> **AIM OF THE EXERCISE**
Please rewrite the lines below as a numbered list, leaving out any blank lines.

> **INPUT DATA**
■ ■ ■

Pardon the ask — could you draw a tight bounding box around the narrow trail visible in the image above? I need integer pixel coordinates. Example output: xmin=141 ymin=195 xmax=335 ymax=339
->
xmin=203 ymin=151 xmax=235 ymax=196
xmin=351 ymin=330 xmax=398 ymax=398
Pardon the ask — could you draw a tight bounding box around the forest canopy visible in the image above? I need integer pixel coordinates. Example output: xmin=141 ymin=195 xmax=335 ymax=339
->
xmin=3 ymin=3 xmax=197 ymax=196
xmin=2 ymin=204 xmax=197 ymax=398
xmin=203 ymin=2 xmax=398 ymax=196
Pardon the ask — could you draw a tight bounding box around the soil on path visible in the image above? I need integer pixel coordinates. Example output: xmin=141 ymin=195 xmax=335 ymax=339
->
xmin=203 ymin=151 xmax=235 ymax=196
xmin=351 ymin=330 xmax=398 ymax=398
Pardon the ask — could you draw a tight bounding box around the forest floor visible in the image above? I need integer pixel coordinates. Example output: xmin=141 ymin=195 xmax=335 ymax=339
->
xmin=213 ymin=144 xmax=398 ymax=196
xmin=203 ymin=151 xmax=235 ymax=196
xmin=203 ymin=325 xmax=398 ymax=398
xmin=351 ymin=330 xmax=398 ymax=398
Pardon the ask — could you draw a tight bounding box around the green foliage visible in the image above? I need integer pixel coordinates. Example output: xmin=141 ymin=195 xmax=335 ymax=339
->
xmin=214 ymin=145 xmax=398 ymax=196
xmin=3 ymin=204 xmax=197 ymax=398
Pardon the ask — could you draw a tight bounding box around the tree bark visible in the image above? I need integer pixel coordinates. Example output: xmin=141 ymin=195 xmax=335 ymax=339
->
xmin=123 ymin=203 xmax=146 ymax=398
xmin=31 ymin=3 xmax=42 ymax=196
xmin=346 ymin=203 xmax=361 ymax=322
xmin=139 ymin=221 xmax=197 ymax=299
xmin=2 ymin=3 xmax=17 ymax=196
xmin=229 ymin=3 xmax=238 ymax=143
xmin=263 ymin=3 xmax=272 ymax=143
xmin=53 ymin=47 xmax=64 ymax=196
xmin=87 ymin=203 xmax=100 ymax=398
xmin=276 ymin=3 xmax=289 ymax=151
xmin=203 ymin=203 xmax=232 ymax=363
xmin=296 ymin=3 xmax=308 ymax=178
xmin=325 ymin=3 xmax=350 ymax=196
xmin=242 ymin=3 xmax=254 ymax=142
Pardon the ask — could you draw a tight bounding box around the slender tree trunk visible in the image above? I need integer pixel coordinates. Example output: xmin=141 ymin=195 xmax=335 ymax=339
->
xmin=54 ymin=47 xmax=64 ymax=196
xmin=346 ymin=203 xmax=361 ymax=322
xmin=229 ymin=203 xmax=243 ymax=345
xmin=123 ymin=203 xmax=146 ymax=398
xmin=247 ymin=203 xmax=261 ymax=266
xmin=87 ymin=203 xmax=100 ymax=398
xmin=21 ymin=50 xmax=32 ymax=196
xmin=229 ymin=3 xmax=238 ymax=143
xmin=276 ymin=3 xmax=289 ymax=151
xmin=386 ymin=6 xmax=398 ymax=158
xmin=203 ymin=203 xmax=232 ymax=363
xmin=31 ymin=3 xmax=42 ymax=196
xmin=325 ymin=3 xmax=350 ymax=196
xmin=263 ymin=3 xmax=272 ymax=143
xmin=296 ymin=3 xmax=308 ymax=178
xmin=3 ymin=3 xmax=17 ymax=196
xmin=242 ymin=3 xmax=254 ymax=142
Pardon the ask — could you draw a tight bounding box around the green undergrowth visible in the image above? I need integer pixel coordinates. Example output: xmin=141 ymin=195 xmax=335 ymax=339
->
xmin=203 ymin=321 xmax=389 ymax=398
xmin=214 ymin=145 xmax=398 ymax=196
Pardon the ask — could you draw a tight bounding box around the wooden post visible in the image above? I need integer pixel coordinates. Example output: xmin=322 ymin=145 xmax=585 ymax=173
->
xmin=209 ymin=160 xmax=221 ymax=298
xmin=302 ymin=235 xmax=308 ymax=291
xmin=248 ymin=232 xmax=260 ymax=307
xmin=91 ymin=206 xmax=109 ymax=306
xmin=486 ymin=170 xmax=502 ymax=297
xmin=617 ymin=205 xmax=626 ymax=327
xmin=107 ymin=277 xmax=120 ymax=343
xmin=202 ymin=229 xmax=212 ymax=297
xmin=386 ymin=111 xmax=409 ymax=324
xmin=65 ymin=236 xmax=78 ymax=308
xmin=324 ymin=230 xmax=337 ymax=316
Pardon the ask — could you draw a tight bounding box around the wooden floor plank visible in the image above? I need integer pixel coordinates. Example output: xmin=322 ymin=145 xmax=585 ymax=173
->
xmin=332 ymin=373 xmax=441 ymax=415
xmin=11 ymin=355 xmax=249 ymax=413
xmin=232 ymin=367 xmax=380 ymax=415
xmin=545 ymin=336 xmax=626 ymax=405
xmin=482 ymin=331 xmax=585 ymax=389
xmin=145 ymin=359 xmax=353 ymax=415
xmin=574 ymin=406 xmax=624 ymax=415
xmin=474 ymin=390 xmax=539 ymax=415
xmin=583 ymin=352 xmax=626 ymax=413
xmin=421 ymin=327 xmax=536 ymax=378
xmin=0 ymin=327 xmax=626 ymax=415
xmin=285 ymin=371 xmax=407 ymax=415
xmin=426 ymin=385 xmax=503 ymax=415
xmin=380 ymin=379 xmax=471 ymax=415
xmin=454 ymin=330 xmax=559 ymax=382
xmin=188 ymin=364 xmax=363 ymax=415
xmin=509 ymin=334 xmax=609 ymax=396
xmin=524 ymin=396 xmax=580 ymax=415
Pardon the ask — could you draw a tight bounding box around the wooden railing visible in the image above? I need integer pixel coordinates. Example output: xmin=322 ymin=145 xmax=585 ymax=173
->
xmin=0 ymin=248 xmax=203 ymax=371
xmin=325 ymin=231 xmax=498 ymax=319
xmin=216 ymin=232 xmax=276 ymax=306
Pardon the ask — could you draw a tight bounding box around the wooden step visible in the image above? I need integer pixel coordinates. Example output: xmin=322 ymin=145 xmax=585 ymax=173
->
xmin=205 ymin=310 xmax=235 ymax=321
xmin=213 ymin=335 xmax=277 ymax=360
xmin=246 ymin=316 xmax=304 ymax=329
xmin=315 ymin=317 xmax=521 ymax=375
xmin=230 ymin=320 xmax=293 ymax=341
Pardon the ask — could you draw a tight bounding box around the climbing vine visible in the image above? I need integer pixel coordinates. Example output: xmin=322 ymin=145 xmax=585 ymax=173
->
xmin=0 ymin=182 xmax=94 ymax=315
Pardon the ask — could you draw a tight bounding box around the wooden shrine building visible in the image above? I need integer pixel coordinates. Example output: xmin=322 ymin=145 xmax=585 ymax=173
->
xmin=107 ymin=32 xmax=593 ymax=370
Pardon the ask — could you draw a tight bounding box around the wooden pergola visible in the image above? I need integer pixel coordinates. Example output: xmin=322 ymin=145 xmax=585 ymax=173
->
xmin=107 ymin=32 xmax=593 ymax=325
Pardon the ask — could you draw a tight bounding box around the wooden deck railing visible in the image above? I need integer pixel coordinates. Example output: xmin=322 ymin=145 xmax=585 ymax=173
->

■ ■ ■

> **COMPLETED EXERCISE**
1. Pardon the ask — could you draw a tight bounding box around the narrow trail visible in the image above? I need integer pixel coordinates. Example output: xmin=141 ymin=195 xmax=335 ymax=339
2. ->
3. xmin=203 ymin=151 xmax=235 ymax=196
4. xmin=351 ymin=330 xmax=398 ymax=398
5. Pardon the ask — could you draw a tight bounding box around the forest canopy visible in the image above? I need integer pixel coordinates. Example output: xmin=141 ymin=195 xmax=335 ymax=339
6. ->
7. xmin=3 ymin=3 xmax=197 ymax=196
8. xmin=2 ymin=204 xmax=197 ymax=398
9. xmin=203 ymin=2 xmax=398 ymax=196
10. Pardon the ask — could you draw a tight bounding box around the soil on path visible in the image above? I need integer pixel coordinates. Example output: xmin=141 ymin=195 xmax=335 ymax=339
11. ->
12. xmin=203 ymin=151 xmax=235 ymax=196
13. xmin=351 ymin=330 xmax=398 ymax=398
14. Pardon the ask — could you draw a tight bounding box around the forest floor visible in the image above? I need integer pixel coordinates. Example output: xmin=141 ymin=195 xmax=335 ymax=339
15. ->
16. xmin=213 ymin=144 xmax=398 ymax=196
17. xmin=203 ymin=151 xmax=235 ymax=196
18. xmin=203 ymin=325 xmax=398 ymax=398
19. xmin=351 ymin=330 xmax=398 ymax=398
20. Pardon the ask — could you draw a tight bounding box around the green foliage visible in the image above? I need integer pixel coordinates. Example output: xmin=141 ymin=195 xmax=335 ymax=339
21. ->
22. xmin=214 ymin=145 xmax=398 ymax=196
23. xmin=3 ymin=204 xmax=197 ymax=398
24. Pardon the ask — could you draw a tight bounding box around the tree bark visible in the image above? I need integer pixel coordinates. Example output: xmin=141 ymin=195 xmax=335 ymax=339
25. ->
26. xmin=123 ymin=203 xmax=146 ymax=398
27. xmin=31 ymin=3 xmax=42 ymax=196
28. xmin=346 ymin=203 xmax=361 ymax=322
29. xmin=139 ymin=221 xmax=197 ymax=299
30. xmin=2 ymin=3 xmax=17 ymax=196
31. xmin=229 ymin=3 xmax=238 ymax=143
32. xmin=263 ymin=3 xmax=272 ymax=143
33. xmin=53 ymin=47 xmax=64 ymax=196
34. xmin=87 ymin=203 xmax=100 ymax=398
35. xmin=276 ymin=3 xmax=289 ymax=151
36. xmin=203 ymin=203 xmax=232 ymax=363
37. xmin=296 ymin=3 xmax=308 ymax=178
38. xmin=325 ymin=3 xmax=350 ymax=196
39. xmin=242 ymin=3 xmax=254 ymax=142
40. Pardon the ask — could you draw a tight bounding box around the slender tree trunk visible in the image above? I need integer pixel coordinates. Example output: xmin=141 ymin=195 xmax=335 ymax=339
41. ->
42. xmin=54 ymin=47 xmax=64 ymax=196
43. xmin=346 ymin=203 xmax=361 ymax=322
44. xmin=229 ymin=203 xmax=243 ymax=345
45. xmin=123 ymin=203 xmax=146 ymax=398
46. xmin=247 ymin=203 xmax=261 ymax=266
47. xmin=87 ymin=203 xmax=100 ymax=398
48. xmin=21 ymin=50 xmax=32 ymax=196
49. xmin=229 ymin=3 xmax=238 ymax=143
50. xmin=276 ymin=3 xmax=289 ymax=151
51. xmin=386 ymin=6 xmax=398 ymax=158
52. xmin=203 ymin=203 xmax=232 ymax=363
53. xmin=31 ymin=3 xmax=42 ymax=196
54. xmin=325 ymin=3 xmax=350 ymax=196
55. xmin=263 ymin=3 xmax=272 ymax=143
56. xmin=296 ymin=3 xmax=308 ymax=178
57. xmin=3 ymin=3 xmax=17 ymax=196
58. xmin=242 ymin=3 xmax=254 ymax=142
59. Pardon the ask — could you draw a tight bounding box around the green undergrowth visible in the image above? I need integer pixel coordinates. Example output: xmin=141 ymin=195 xmax=335 ymax=339
60. ->
61. xmin=203 ymin=321 xmax=389 ymax=398
62. xmin=214 ymin=145 xmax=398 ymax=196
63. Pardon the ask — could you draw a tight bounding box around the wooden post visible in the image above? I need integer pixel coordinates. Example output: xmin=322 ymin=145 xmax=585 ymax=173
64. ->
65. xmin=209 ymin=160 xmax=221 ymax=298
66. xmin=302 ymin=235 xmax=308 ymax=291
67. xmin=248 ymin=232 xmax=260 ymax=307
68. xmin=91 ymin=206 xmax=109 ymax=306
69. xmin=486 ymin=170 xmax=502 ymax=297
70. xmin=617 ymin=205 xmax=626 ymax=327
71. xmin=107 ymin=277 xmax=120 ymax=343
72. xmin=202 ymin=229 xmax=212 ymax=297
73. xmin=386 ymin=111 xmax=409 ymax=324
74. xmin=65 ymin=236 xmax=78 ymax=308
75. xmin=324 ymin=230 xmax=337 ymax=316
76. Pardon the ask — could you draw a tight bounding box around the wooden floor plank visible in the image above? I need integer pixel coordinates. Example output: xmin=322 ymin=145 xmax=585 ymax=173
77. ->
78. xmin=332 ymin=373 xmax=441 ymax=415
79. xmin=11 ymin=355 xmax=249 ymax=413
80. xmin=232 ymin=367 xmax=380 ymax=415
81. xmin=545 ymin=336 xmax=626 ymax=405
82. xmin=482 ymin=331 xmax=585 ymax=389
83. xmin=145 ymin=359 xmax=353 ymax=415
84. xmin=574 ymin=406 xmax=624 ymax=415
85. xmin=474 ymin=390 xmax=539 ymax=415
86. xmin=583 ymin=352 xmax=626 ymax=413
87. xmin=421 ymin=327 xmax=536 ymax=378
88. xmin=0 ymin=327 xmax=626 ymax=415
89. xmin=285 ymin=371 xmax=407 ymax=415
90. xmin=426 ymin=385 xmax=503 ymax=415
91. xmin=380 ymin=379 xmax=471 ymax=415
92. xmin=454 ymin=330 xmax=559 ymax=382
93. xmin=188 ymin=364 xmax=363 ymax=415
94. xmin=509 ymin=334 xmax=609 ymax=396
95. xmin=524 ymin=396 xmax=580 ymax=415
96. Pardon the ask — could you draw a tight bounding box around the wooden railing visible in the image above? I need integer pixel coordinates. Example output: xmin=322 ymin=145 xmax=585 ymax=173
97. ->
98. xmin=0 ymin=248 xmax=203 ymax=371
99. xmin=325 ymin=231 xmax=498 ymax=319
100. xmin=216 ymin=232 xmax=276 ymax=306
101. Pardon the ask — could you draw a tight bounding box around the wooden step visible in the image above? I need integer pixel coordinates. Example output: xmin=322 ymin=145 xmax=585 ymax=173
102. ->
103. xmin=205 ymin=310 xmax=235 ymax=321
104. xmin=213 ymin=335 xmax=277 ymax=360
105. xmin=246 ymin=316 xmax=304 ymax=329
106. xmin=315 ymin=317 xmax=521 ymax=375
107. xmin=230 ymin=320 xmax=293 ymax=341
108. Pardon the ask — could you draw a tight bounding box around the climbing vine visible in the image above? I need integer pixel coordinates. Example output: xmin=322 ymin=145 xmax=585 ymax=173
109. ->
110. xmin=0 ymin=182 xmax=94 ymax=315
111. Pardon the ask — could you draw a tight bounding box around the wooden shrine building visible in the image above? I need integer pixel coordinates. Example output: xmin=322 ymin=145 xmax=585 ymax=173
112. ->
113. xmin=107 ymin=32 xmax=593 ymax=370
114. Pardon the ask — could you draw a tight bounding box around the wooden pergola visible in the image above? I need integer pixel coordinates. Example output: xmin=322 ymin=145 xmax=585 ymax=173
115. ->
116. xmin=107 ymin=32 xmax=593 ymax=325
117. Pardon the ask — could you draw a tight bounding box around the wooden deck railing visible in the image above? I need integer pixel coordinates. Example output: xmin=322 ymin=145 xmax=585 ymax=173
118. ->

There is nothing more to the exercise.